● **Document passage**
▬▬▬

Volunteers join conservationists across Central America in annual bat survey
At sunset on December 11 and 12, Conservation volunteers in Barra Honda found themselves deep in the woods setting up mist nets to see which species of bats could be caught. At the same time throughout the rest of Central America, for the third consecutive year, researchers, biologists, volunteers and bat enthusiasts were doing the same.
The Meso-American Bat Survey, or Conteo de Navidad, is carried out annually in the weeks leading up to Christmas in every country ranging from southern Mexico through to Panama as part of the Central American Strategy for Bat Conservation (Estrategia Centroamerican para la Conservación de Murciélagos). The aim of the survey is for researchers to unite across international borders in order to better understand the various bat species within each region.
In Costa Rica, the survey takes place at various points throughout the country and includes a variety of ecosystems, including the tropical dry forest, rainforest, and cloud forest. The Programme for Bat Conservation of Costa Rica, or Programa para la Conservacion de Murcielagos de Costa Rica, (PCMCR) oversaw the surveys carried out in ten national parks and land reserves throughout the country.
Due to the extensive cave system and variety of forest and fauna found within its limits, Barra Honda National Park provides the ideal habitat for a large number of bat species, making it an important site for bat research. During the Christmas survey, Projects Abroad Conservation volunteers worked alongside local students and researchers setting traps at various points around the park with diverse geographical features.
By observing roosts, as well as utilising mist nets and harp traps to document a wide variety of bat species, participants ultimately captured 19 different species and 260 individuals at five different points across two nights.

▬▬▬

● **Stored data**
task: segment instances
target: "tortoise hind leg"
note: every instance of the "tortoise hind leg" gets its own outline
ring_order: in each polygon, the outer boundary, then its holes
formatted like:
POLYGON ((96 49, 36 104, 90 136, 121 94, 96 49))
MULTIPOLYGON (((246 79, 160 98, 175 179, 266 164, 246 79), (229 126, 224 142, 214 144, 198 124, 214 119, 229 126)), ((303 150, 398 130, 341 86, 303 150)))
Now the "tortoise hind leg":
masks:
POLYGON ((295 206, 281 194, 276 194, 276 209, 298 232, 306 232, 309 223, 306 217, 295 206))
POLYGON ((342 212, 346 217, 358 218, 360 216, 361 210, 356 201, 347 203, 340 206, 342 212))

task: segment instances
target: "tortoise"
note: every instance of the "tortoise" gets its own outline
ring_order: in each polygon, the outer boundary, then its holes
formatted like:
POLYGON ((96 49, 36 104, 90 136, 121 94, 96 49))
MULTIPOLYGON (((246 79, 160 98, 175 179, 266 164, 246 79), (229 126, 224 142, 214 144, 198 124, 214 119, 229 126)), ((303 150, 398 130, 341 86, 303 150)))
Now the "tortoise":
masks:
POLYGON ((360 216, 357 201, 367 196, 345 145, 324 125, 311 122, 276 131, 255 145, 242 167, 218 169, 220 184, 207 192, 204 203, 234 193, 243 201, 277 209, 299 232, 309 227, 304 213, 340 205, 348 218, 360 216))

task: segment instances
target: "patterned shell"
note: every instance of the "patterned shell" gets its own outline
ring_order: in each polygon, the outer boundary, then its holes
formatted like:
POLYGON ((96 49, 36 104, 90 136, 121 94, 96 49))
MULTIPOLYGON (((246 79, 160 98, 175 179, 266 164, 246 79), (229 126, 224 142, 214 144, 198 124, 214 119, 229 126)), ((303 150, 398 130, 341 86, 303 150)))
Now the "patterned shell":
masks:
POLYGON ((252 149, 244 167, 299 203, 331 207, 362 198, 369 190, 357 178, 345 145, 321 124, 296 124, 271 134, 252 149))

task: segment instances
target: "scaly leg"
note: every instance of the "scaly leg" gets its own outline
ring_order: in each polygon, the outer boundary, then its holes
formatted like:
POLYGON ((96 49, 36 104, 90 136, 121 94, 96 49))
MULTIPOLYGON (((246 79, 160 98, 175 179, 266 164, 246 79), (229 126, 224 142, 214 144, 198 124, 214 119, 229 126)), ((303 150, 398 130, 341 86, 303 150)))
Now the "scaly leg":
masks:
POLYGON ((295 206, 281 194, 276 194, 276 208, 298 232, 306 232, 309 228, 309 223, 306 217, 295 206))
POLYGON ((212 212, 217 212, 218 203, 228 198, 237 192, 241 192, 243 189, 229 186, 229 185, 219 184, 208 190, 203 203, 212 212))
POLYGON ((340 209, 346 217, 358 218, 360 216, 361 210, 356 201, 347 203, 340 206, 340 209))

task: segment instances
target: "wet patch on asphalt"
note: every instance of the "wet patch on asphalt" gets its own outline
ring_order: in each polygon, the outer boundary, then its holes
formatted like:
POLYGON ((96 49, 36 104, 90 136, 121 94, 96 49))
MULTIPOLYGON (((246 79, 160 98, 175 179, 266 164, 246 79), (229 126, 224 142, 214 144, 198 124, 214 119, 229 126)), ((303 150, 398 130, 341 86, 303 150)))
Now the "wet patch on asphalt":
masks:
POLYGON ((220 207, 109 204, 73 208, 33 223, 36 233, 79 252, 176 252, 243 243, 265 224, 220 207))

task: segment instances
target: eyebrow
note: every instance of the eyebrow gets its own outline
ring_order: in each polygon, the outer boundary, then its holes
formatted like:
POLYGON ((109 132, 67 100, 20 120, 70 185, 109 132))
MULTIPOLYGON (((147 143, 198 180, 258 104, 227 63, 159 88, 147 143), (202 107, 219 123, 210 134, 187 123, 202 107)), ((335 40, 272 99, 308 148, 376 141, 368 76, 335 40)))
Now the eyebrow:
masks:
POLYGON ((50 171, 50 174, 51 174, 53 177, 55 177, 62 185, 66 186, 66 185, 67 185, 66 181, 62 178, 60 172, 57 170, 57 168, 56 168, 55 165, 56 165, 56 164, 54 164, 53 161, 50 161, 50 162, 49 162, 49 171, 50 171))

▬▬▬

● **Task objective**
Please copy word for word the stretch of the bat survey article from "Due to the extensive" through "across two nights.".

● **Response box**
Due to the extensive cave system and variety of forest and fauna found within its limits, Barra Honda National Park provides the ideal habitat for a large number of bat species, making it an important site for bat research. During the Christmas survey, Projects Abroad Conservation volunteers worked alongside local students and researchers setting traps at various points around the park with diverse geographical features.
By observing roosts, as well as utilising mist nets and harp traps to document a wide variety of bat species, participants ultimately captured 19 different species and 260 individuals at five different points across two nights.